PROBLEM REQUIREMENTS: Each record in the listing below is to be duplicated exactly.
BEGIN
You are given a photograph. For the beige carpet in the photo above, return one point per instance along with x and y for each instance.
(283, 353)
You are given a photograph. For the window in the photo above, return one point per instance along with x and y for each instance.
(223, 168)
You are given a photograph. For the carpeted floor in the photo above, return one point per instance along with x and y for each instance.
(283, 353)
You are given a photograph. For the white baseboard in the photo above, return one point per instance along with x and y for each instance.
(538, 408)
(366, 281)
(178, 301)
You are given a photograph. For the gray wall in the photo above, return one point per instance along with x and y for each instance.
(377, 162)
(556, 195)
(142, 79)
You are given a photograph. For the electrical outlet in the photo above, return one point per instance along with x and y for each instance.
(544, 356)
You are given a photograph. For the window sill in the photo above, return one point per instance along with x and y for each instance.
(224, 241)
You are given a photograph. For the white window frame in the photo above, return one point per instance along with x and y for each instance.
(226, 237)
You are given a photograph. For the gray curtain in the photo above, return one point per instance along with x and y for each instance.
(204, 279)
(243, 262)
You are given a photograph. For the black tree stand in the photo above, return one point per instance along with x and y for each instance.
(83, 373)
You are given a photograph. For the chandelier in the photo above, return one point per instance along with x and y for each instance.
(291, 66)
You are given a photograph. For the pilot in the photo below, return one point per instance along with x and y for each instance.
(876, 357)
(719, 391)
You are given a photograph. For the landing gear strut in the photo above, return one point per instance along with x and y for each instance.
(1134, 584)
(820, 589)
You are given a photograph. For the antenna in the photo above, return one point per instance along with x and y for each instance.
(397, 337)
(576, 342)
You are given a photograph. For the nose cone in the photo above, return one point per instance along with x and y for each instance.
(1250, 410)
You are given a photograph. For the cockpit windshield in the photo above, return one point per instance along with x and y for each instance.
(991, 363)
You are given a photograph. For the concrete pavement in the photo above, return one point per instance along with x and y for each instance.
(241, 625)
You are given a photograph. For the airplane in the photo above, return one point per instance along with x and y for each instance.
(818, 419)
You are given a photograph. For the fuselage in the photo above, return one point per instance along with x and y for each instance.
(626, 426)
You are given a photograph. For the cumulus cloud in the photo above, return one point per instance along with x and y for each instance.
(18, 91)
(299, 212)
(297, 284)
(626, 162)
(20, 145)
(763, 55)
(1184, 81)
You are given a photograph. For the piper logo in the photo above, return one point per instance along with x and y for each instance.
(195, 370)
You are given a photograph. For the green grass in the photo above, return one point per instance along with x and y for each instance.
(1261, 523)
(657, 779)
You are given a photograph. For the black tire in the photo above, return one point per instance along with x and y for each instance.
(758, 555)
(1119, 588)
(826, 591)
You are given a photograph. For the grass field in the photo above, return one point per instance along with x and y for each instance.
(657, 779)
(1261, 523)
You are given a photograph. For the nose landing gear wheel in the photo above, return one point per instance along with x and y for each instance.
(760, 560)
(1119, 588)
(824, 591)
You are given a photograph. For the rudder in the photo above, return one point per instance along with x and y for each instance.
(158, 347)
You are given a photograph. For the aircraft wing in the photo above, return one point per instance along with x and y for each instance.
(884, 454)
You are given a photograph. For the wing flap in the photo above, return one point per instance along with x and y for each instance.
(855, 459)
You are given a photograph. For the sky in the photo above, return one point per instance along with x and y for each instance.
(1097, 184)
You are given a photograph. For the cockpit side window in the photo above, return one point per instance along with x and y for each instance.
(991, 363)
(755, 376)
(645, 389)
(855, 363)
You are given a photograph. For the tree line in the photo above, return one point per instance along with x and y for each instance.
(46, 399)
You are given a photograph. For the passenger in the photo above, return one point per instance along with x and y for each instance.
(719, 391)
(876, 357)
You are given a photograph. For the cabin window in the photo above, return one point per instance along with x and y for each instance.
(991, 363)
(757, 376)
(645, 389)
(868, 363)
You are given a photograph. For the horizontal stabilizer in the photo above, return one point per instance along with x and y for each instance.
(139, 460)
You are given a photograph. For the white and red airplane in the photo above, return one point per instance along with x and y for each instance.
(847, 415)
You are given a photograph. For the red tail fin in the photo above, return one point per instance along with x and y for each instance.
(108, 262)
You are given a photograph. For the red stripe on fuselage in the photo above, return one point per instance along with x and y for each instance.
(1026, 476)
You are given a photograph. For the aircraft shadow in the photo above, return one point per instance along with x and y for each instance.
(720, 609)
END
THE COMPLETED TASK:
You are given a photograph. For the beige carpet in the photo above, return one point per instance along with x and y for each instance.
(283, 353)
You are given a photograph. For the window in the photo above, return one point per instance along with x and y for each instance.
(223, 168)
You are given a photograph. For the carpeted floor in the photo above, return one point per instance along with x and y for each instance.
(283, 353)
You are given a photograph. For the white baseboard in the photo above, return one point per instance along with x and y for each instance.
(538, 408)
(366, 281)
(178, 301)
You are given a photograph. For the gray wall in the photo above, return one point per instance along with x and y for each instance.
(377, 162)
(556, 195)
(142, 79)
You are given a photograph. For the electrical outlet in the photo above, return one point per instance along with x and y for each instance.
(544, 356)
You are given a photograph. For the window sill in the photo above, return one point per instance along with x and y for each instance.
(224, 241)
You are given a photograph. For the white window frame in the photo above, return one point per instance along with x and y for each instance.
(226, 237)
You are given a photograph. For the gray curtain in the photo above, return one point per instance along with x and y for each instance.
(204, 279)
(243, 262)
You are given a photograph. For the black tree stand in the photo above, return one point per instance along with x and y for each instance.
(83, 373)
You are given a photograph. For the chandelier in the photo above, return one point per instance along with x and y for each instance.
(291, 66)
You are given a photograph. For the pilot in the photo below, return one point per instance along with x and y for each instance.
(876, 357)
(719, 391)
You are given a photograph. For the landing gear strut in the photo above, return one point per instance along with x and y for each instance.
(1134, 584)
(820, 589)
You are given a photograph. For the antenna in the photo above, return one point per instance along with x and y for each instance.
(397, 337)
(576, 342)
You are given a photograph. For the nose cone in the photo above, return one point per instance along with x and y for each instance.
(1250, 410)
You are given a photograph. For the cockpit windshield in the photo above, return one point per instance along with x and y for each instance.
(991, 363)
You are given a photograph. For the concrete pavement in the photo above, return one point per instance along with x and y for each instance.
(241, 625)
You are given a photograph. For the airplane in the photo above, return one point per instance along with x and y for each instance.
(818, 419)
You are given a photograph. For the fuselage in the photo above, return one point per instance along with x and y for each instance.
(626, 426)
You are given a photograph. For the cumulus cloud in the photo above, return one point per instance along with x and y for each instance.
(18, 91)
(299, 212)
(297, 284)
(626, 162)
(20, 145)
(763, 55)
(1184, 81)
You are given a photograph. For the piper logo in the photo above, return one point per instance along with x and y for each instance.
(195, 370)
You are given a photograph. For the green grass in the photo above, return one point per instance along with x and y for each instance.
(1261, 523)
(657, 779)
You are given a photograph. For the black tire in the photo above, return one point per instance along with x and y for each instance.
(758, 555)
(1119, 588)
(826, 591)
You are given a photograph. For the grass field in the photo above, return one point per instance along with x and y for each instance.
(657, 779)
(1261, 523)
You are given a photograph. For the nose landing gear wheel in the photo above, return one point per instance along with x and y for each instance.
(760, 560)
(1119, 588)
(824, 591)
You are given a photograph. For the rudder in the photo above, return one point per instance along with x and y for each instance.
(158, 347)
You are given a photograph. For the aircraft wing in the photo above, return one point per instance along with x and y for each instance.
(884, 454)
You are given a photograph. For the wing flap in the photo above, return one point per instance along with x and y for each instance.
(855, 459)
You are given a photograph. For the sky in the photo above, return one point per instance along with x and y for each instance.
(1097, 184)
You are given a photograph. For the cockpit side window in the photo above, return one point per instance along with x and y for each instance.
(991, 363)
(755, 376)
(645, 389)
(855, 363)
You are given a photograph. For the tree line in the photo above, return one point per instance along with x and y for each instance.
(46, 399)
You are given a photograph. For the passenger in the photo above, return one point per instance along with x and y for each instance.
(719, 391)
(876, 357)
You are given a photograph. For the cabin window in the photo above, return one point per instance along with x and y for each instance.
(991, 363)
(757, 376)
(645, 389)
(868, 363)
You are given a photograph. For the horizontal stabilizer in the photo above, return one point per instance along with x and y for each instance.
(139, 460)
You are given a photograph. For the white and red airplane in the photo above, return one point per instance along with x and y for each instance.
(847, 415)
You are given a photograph. For the red tail fin in the photo above, return one point per instance along with x and y for each instance.
(108, 262)
You are given a photograph. For the red stripe on fuselage in the photo above, return one point per instance along with x and y for each instance.
(1026, 476)
You are given a photograph. For the aircraft shadow in the photo above, return one point per instance along with x and y for each instance.
(720, 609)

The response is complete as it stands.